» **Exercise**: Convert the rows below into a numbered list with one item per line, omitting blank lines.

» **Given information**:
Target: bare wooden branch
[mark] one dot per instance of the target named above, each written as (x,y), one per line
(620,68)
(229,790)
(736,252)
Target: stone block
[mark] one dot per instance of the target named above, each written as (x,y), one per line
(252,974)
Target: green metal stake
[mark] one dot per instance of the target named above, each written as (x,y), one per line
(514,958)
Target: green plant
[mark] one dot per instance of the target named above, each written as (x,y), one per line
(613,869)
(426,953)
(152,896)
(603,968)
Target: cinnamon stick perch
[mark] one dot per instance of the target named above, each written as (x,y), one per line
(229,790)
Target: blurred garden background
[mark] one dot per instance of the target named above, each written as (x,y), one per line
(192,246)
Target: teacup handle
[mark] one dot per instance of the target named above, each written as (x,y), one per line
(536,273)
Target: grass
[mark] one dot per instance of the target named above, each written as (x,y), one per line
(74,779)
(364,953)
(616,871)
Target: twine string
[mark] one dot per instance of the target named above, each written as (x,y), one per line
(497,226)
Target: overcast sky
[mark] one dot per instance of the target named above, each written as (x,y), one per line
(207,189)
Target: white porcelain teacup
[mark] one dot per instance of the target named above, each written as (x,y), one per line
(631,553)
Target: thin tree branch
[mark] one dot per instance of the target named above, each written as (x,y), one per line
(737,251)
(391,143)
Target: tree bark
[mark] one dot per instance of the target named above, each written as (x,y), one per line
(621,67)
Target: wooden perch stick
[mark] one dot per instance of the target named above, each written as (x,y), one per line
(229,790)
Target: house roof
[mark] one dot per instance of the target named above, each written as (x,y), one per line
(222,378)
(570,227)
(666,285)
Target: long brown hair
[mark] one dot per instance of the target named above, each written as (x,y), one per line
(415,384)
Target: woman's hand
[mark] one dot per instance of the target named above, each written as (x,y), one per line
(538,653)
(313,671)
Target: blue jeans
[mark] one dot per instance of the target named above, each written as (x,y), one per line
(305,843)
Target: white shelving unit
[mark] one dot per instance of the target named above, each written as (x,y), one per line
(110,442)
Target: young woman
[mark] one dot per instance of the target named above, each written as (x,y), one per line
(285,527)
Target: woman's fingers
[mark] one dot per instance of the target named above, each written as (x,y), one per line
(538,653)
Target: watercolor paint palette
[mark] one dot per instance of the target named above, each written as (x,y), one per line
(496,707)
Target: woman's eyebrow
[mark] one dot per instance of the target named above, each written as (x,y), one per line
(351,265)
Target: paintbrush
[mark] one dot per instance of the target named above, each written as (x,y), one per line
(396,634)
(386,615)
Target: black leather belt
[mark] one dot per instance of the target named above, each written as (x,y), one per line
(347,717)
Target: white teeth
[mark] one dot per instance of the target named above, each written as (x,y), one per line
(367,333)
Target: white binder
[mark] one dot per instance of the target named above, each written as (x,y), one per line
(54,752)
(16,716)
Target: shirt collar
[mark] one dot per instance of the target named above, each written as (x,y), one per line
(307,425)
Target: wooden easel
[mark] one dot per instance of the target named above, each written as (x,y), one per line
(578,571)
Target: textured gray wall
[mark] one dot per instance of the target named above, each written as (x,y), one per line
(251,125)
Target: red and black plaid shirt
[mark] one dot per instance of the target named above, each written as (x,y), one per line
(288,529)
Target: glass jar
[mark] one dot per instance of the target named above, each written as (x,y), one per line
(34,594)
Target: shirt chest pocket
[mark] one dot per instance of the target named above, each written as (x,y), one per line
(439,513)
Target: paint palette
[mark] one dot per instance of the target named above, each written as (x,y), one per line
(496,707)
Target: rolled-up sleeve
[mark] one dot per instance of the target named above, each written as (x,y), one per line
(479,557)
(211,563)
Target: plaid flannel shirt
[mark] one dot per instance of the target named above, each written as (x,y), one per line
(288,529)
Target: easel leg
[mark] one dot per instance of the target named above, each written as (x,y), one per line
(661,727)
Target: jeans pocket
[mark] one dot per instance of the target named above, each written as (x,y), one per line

» **Exercise result**:
1. Target: bare wooden branch
2. [mark] one dot per instance of the target named above, each written as (x,y), one per line
3. (620,68)
4. (229,790)
5. (736,252)
6. Target: stone block
7. [mark] one dot per instance of the target named above, each written as (x,y), one per line
8. (252,974)
9. Target: green metal stake
10. [mark] one dot per instance of the target named above, each written as (x,y), one per line
11. (514,958)
12. Target: green plant
13. [mark] one dot per instance of the target named above, each written as (x,y), one per line
14. (613,869)
15. (426,953)
16. (152,896)
17. (603,968)
18. Target: cinnamon stick perch
19. [mark] one dot per instance of the target named above, each written as (x,y), one per line
20. (229,790)
21. Target: blurred garden background
22. [mark] one dot per instance of the target named above, each written as (x,y), one per line
23. (192,246)
24. Target: teacup handle
25. [mark] one dot per instance of the target named above, each written as (x,y), one per line
26. (536,273)
27. Target: grass
28. [mark] one dot per instance of the target named above, each written as (x,y), one per line
29. (74,779)
30. (364,953)
31. (616,871)
32. Target: twine string
33. [mark] one dot per instance of the target named above, each written as (x,y), one per line
34. (497,226)
35. Target: overcast sky
36. [mark] one dot per instance of the target named above, each written as (x,y), one per line
37. (207,189)
38. Target: white porcelain teacup
39. [mark] one dot per instance of the target named above, each written as (x,y), one per line
40. (631,553)
41. Target: thin tree branch
42. [mark] one dot per instance of the target named above, each written as (x,y), one per line
43. (737,251)
44. (391,143)
45. Target: tree bark
46. [mark] one dot per instance of the target named above, each written as (x,y), one per line
47. (621,67)
48. Target: wooden perch stick
49. [mark] one dot per instance of the target named above, each written as (x,y), one per line
50. (229,790)
51. Target: house roof
52. [mark] one dot per instance of the target named above, each written as (x,y), one per line
53. (222,378)
54. (570,227)
55. (666,285)
56. Target: long brown hair
57. [mark] one dot per instance of the target named above, each written as (x,y), one per line
58. (415,384)
59. Target: woman's hand
60. [mark] one dot per instance of the target named above, each written as (x,y), one per line
61. (538,653)
62. (313,671)
63. Target: blue jeans
64. [mark] one dot per instance of the target named above, each written as (x,y), one per line
65. (305,843)
66. Target: white shelving unit
67. [mark] one dot per instance of the target named above, each written as (x,y), one per line
68. (110,442)
69. Target: young woman
70. [mark] one dot per instance of the target named above, each written as (x,y), one per line
71. (285,527)
72. Target: woman's fingers
73. [mark] one dot per instance of the target named above, each written as (x,y), one per line
74. (538,653)
75. Target: watercolor paint palette
76. [mark] one dot per instance of the target named above, each written as (x,y), one per line
77. (496,707)
78. Target: woman's eyebrow
79. [mark] one dot per instance of the target named above, each written as (x,y), one per line
80. (351,265)
81. Target: paintbrush
82. [mark] one dot per instance of the target named above, each written as (x,y), one per line
83. (396,634)
84. (386,615)
85. Target: black leather belt
86. [mark] one dot per instance of the target named above, each written as (x,y), one per line
87. (347,717)
88. Target: white teeth
89. [mark] one dot per instance of the target named above, each written as (x,y), one per line
90. (367,333)
91. Target: white binder
92. [mark] one dot per instance of the target named above, each written as (x,y), one per line
93. (54,752)
94. (16,716)
95. Target: shirt collar
96. [mark] one dot per instance of the target named above, each written as (x,y), one per line
97. (307,425)
98. Target: wooden easel
99. [mark] one dot per instance of the target named above, each written as (x,y), one per line
100. (578,571)
101. Target: textured gray wall
102. [mark] one dot per instance of the target named above, each written as (x,y), one per line
103. (251,125)
104. Target: red and black plaid shirt
105. [mark] one dot per instance of the target named above, each written as (x,y), one per line
106. (288,529)
107. Target: glass jar
108. [mark] one dot per instance of the target named above, each written as (x,y), one per line
109. (34,594)
110. Target: shirt chest pocket
111. [mark] one dot per instance of the target named above, each written as (x,y), one per line
112. (439,513)
113. Target: paint palette
114. [mark] one dot per instance of the target named above, each written as (x,y), one per line
115. (496,707)
116. Target: rolled-up sleeve
117. [mark] one dot per instance of the target named above, each written as (x,y), one per line
118. (479,557)
119. (211,563)
120. Target: plaid flannel shirt
121. [mark] one dot per instance of the target named above, each written as (x,y), one per line
122. (288,529)
123. Target: easel leg
124. [mark] one dot per instance of the target named above, each written as (x,y), one per line
125. (661,727)
126. Target: jeans pocket
127. [mark] one dot per instance of the target named above, each written as (x,y), one per line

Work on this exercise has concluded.